__PASSAGE TO READ__:

AUSWR
The Association of U S West Retirees
 

 

 

GM to cut retiree health care for salaried workers under 65
By Tim Higgins
Detroit Free Press
Wednesday, Feb. 11, 2009

General Motors Corp. is reducing life insurance benefits for most of its white-collar retirees and cutting back on company provided-health care for some retired salaried workers younger than 65.

The cost-cutting move comes along with GM's announcement Tuesday that it is cutting its worldwide salaried workforce by 10,000 and reducing U.S. white-collar workers' base-pay by as much as 10%.

A GM employee compensation document obtained by the Free Press shows that GM is cutting company-provided health care coverage to retired salaried workers who are younger than 65 and eligible for Medicare.

A GM spokesman confirmed the change, which goes into effect Jan. 1, 2010.  The change effects a small number of retirees, "a few thousand," said Tom Wilkinson, a GM spokesman.  He was unable to immediately provide an exact number of people impacted.

He noted that other salaried retirees younger than 65 hired prior to 1993 stay on GM-provided health care.  Employees hired after that date do not receive company-provided health care in retirement.

__TASKS TO COMPLETE__:
1. List every cost-cutting step by General Motors that the article on GM retiree health care reports.
2. Answer these questions from the article on GM retiree health care:
(a) On what date does the health care change take effect?
(b) What role does Tom Wilkinson have?
(c) Salaried retirees younger than 65 who were hired before which year stay on GM-provided health care?

__INPUT DATA__:

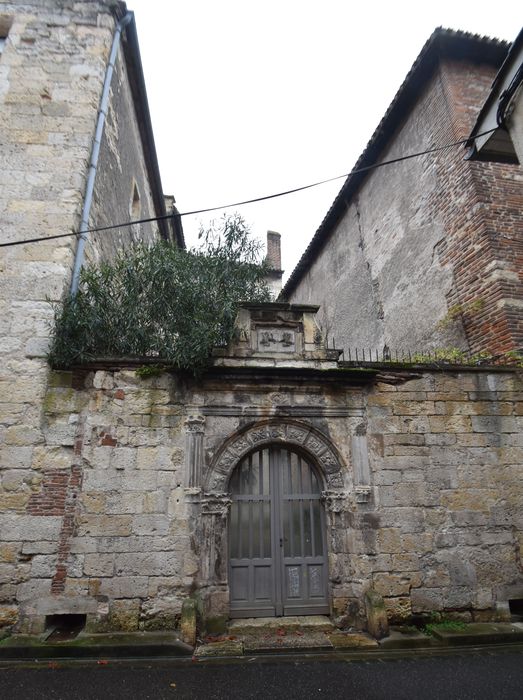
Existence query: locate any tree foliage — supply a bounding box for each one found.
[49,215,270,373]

==

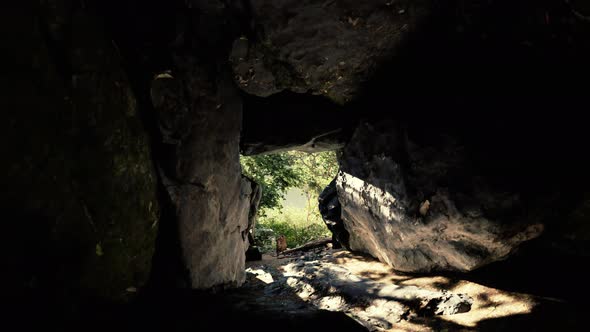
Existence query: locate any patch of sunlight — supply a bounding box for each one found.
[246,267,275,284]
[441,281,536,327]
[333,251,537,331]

__ANSWERS TO THE TASKS__:
1.
- Reducing life insurance benefits for most of its white-collar retirees
- Cutting company-provided health care for retired salaried workers younger than 65 who are eligible for Medicare
- Cutting its worldwide salaried workforce by 10,000
- Reducing U.S. white-collar workers' base pay by as much as 10%

2.
(a) Jan. 1, 2010
(b) He is a GM spokesman.
(c) 1993